* [What to work on]: Render the listing below as a JSON array of strings, with one string per line and all blank lines omitted.

------------

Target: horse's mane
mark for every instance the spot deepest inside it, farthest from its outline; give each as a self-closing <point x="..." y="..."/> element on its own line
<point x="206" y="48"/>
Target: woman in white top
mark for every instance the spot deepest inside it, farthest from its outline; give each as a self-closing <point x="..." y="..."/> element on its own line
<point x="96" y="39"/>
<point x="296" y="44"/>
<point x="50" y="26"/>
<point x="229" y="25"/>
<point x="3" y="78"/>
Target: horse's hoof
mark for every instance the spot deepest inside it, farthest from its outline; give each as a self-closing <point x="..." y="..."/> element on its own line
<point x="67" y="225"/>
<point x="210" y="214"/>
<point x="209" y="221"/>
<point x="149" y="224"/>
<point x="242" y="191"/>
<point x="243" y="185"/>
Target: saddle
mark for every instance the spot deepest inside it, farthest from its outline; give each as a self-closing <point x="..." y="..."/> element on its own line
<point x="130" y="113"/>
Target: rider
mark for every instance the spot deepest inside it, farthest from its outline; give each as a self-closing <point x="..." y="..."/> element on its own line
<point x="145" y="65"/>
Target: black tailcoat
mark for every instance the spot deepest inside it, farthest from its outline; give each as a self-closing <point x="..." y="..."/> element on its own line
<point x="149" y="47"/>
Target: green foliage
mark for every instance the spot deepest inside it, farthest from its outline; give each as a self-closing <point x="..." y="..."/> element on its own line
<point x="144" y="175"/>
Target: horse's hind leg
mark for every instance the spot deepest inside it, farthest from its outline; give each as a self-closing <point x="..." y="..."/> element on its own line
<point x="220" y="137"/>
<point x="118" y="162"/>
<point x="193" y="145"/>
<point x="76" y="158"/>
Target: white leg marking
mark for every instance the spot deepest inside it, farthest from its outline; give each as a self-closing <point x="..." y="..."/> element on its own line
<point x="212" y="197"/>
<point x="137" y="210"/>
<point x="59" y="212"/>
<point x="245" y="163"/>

------------

* [Solution to this problem]:
[
  "Target: horse's mane",
  "mark for every instance the spot deepest inside it, farthest from its outline; give each as a self-closing <point x=\"...\" y=\"...\"/> element on its own line",
  "<point x=\"206\" y=\"48\"/>",
  "Target: woman in white top",
  "mark for every instance the spot deepest inside it, farthest from its outline; give each as a self-closing <point x=\"...\" y=\"...\"/> element on its own line",
  "<point x=\"96\" y=\"39\"/>",
  "<point x=\"296\" y=\"44\"/>",
  "<point x=\"50\" y=\"26\"/>",
  "<point x=\"229\" y=\"25\"/>",
  "<point x=\"3\" y=\"78\"/>",
  "Target: horse's hoof",
  "mark for every instance the spot deepest inside it, farthest from its outline; give each as a self-closing <point x=\"...\" y=\"...\"/> element on its own line",
  "<point x=\"67\" y=\"225\"/>",
  "<point x=\"210\" y=\"214\"/>",
  "<point x=\"209\" y=\"221\"/>",
  "<point x=\"149\" y=\"224\"/>",
  "<point x=\"242\" y=\"191\"/>",
  "<point x=\"243\" y=\"185\"/>",
  "Target: saddle",
  "mark for every instance the spot deepest inside it, farthest from its outline; give each as a self-closing <point x=\"...\" y=\"...\"/> element on its own line",
  "<point x=\"130\" y=\"113\"/>",
  "Target: rider",
  "mark for every instance the spot deepest inside it, farthest from its outline; give each as a self-closing <point x=\"...\" y=\"...\"/> element on its own line",
  "<point x=\"145\" y=\"65\"/>",
  "Target: black tailcoat",
  "mark for every instance the spot deepest inside it, farthest from its outline; give each as a self-closing <point x=\"...\" y=\"...\"/> element on its own line",
  "<point x=\"149\" y=\"47\"/>",
  "Target: green foliage",
  "mark for every instance the spot deepest inside it, farthest from its outline; give each as a self-closing <point x=\"...\" y=\"...\"/> element on its own line",
  "<point x=\"144\" y=\"175\"/>",
  "Target: horse's hind leg",
  "mark for every instance the spot deepest inside it, farthest from its outline; give each as a self-closing <point x=\"...\" y=\"...\"/> element on its own line",
  "<point x=\"220\" y=\"137\"/>",
  "<point x=\"118\" y=\"162\"/>",
  "<point x=\"193\" y=\"145\"/>",
  "<point x=\"76\" y=\"158\"/>",
  "Target: white leg marking",
  "mark for every instance the spot deepest inside it, farthest from its outline; give each as a self-closing <point x=\"...\" y=\"...\"/> element on its own line",
  "<point x=\"212\" y=\"197\"/>",
  "<point x=\"137\" y=\"210\"/>",
  "<point x=\"59\" y=\"212\"/>",
  "<point x=\"245\" y=\"163\"/>"
]